■ Problems
1. From the Lincoln Hills article, list every state legislator it names, each with the title and party-district designation the article gives.
2. Decide whether each statement agrees with the Lincoln Hills article, and support each yes or no with the decisive words quoted from it: (a) Racine County removed all of its youth from Lincoln Hills after the 2012 incident. (b) Vos described the sexual assault as part of a widespread pattern. (c) Spokespeople for the governor's office commented on Thursday.
3. Reproduce a passage of the Lincoln Hills article, substituting "youth justice system" for "juvenile system". Begin at the words "Racine as model?" and stop after "said Mason, D-Racine.".

■ Excerpt provided
::::::

That surprise turned to outrage after learning the governor never saw the letter and that years passed until investigations into problems at the Irma youth prison began.

“I guess the expression would be, ‘They swept it under the rug,’” Kreul said this week in a phone interview from his home in Texas, where he moved after retirement.

The revelation of the letter and memo about the sexual assault involving a Racine County youth added more fuel to the firestorm over Lincoln Hills, which was part of a discussion Thursday during a Racine Area Manufacturers and Commerce (RAMAC) legislative breakfast at Roma Lodge, 7130 Spring St.

State lawmakers representing Racine County sparred on Lincoln Hills while pointing to the county as a potential model for statewide juvenile corrections reform.

Vos: Withhold judgment

The state and FBI launched investigations late last year into Lincoln Hills School for Boys and Copper Lake School for Girls, with alleged crimes including child abuse, sexual assault and misconduct in public office.

Assembly Speaker Robin Vos, R-Rochester, said judgment should be withheld until the investigations are complete. Staff members work with kids who have committed serious offenses — not, as Vos put it, for “ding dong ditch.”

“It’s tragic if it’s true,” Vos said of the allegations. “But I also want to make sure that we have all of the information … I don’t want to wave a big wand and say all the people are bad.”

The warning from Kreul was forwarded to the Department of Corrections and never shown to Walker, the governor’s spokeswoman has said. State Rep. Peter Barca, D-Kenosha, said Thursday “someone in his office should be fired,” adding correspondence from officeholders like judges should carry more weight.

Vos called the criticism disingenuous and said the sexual assault was an “isolated incident.”

“I get a lot of emails and a lot of letters from people all over the state. My staff tries to review and does, hopefully, review single letter,” he said. “But to somehow say Governor Walker should have read a letter five years ago, blah blah blah, I think it’s a lot of political gamesmanship and I wish we wouldn’t do that.”

For his part, Kreul said it was an insult to find out the governor never read his letter.

“Here I am an elected judge writing to the governor and he doesn’t even have time to read the letter,” Kreul said.

Spokespeople for the governor’s office and Department of Corrections could not be reached for comment Thursday.

Racine as model?

State Rep. Cory Mason said the state should get to the bottom of who knew what and when. But the situation also calls for a broader look at the juvenile system, he said.

The state might look no further than Racine County as an example, said Mason, D-Racine.

The county, which pulled all of its youth from Lincoln Hills after the 2012 incident, operates a juvenile detention center and the Alternatives to Corrections through Education, or ACE program.

The county says its data shows those programs are more effective in helping kids avoid re-offending and is cheaper for taxpayers.

“Looking at what Racine County did as a statewide model might get us much better results, save us money and keep the kids closer to home,” Mason said.

::::::

(Data entries)
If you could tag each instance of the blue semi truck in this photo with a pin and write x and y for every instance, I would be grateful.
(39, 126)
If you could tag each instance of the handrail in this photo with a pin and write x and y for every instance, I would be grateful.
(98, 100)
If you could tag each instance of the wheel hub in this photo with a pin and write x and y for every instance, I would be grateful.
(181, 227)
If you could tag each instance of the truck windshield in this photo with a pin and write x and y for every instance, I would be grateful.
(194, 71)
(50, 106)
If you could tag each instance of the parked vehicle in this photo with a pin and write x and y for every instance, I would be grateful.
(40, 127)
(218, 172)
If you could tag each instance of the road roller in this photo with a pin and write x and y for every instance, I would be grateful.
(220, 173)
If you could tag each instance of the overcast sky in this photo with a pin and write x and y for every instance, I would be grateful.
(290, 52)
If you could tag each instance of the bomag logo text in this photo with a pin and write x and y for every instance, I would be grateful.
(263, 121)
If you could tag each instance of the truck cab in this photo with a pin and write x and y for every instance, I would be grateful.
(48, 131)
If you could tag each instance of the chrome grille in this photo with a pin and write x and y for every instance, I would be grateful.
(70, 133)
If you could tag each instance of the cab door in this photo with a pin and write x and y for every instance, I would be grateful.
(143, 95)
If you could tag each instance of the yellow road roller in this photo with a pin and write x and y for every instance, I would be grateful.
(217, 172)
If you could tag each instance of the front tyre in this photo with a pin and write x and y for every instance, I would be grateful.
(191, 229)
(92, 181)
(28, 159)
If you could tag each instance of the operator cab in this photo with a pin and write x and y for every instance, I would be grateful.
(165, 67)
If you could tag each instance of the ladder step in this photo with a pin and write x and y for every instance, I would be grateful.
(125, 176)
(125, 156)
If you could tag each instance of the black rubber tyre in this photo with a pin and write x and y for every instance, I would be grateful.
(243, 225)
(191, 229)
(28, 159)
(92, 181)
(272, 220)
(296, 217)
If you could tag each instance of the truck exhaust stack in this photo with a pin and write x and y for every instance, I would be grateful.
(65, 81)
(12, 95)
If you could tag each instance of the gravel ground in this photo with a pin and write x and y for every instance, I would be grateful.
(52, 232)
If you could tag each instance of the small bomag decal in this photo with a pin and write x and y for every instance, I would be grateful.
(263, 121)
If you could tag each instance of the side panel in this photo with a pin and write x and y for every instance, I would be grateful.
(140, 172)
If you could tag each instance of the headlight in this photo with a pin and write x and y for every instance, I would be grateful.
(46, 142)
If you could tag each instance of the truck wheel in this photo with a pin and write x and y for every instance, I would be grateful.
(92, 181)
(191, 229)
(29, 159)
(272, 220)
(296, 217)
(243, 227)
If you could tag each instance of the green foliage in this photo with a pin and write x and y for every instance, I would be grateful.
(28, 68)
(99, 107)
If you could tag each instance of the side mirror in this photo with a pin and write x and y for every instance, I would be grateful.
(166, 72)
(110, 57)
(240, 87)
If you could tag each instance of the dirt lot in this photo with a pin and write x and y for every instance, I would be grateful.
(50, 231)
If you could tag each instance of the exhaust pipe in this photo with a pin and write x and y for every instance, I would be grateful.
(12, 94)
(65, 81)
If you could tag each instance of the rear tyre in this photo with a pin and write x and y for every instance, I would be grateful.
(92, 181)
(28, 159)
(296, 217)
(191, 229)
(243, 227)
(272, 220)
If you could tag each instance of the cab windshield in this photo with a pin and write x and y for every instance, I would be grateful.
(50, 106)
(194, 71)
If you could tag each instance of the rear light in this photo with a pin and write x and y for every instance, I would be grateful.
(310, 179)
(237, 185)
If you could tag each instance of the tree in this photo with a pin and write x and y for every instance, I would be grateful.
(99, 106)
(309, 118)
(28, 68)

::::::

■ Exercise solutions
1.
Assembly Speaker Robin Vos, R-Rochester
State Rep. Peter Barca, D-Kenosha
State Rep. Cory Mason, D-Racine

2.
(a) Yes: "The county, which pulled all of its youth from Lincoln Hills after the 2012 incident"
(b) No: "said the sexual assault was an “isolated incident.”"
(c) No: "Spokespeople for the governor’s office and Department of Corrections could not be reached for comment Thursday."

3.
Racine as model?

State Rep. Cory Mason said the state should get to the bottom of who knew what and when. But the situation also calls for a broader look at the youth justice system, he said.

The state might look no further than Racine County as an example, said Mason, D-Racine.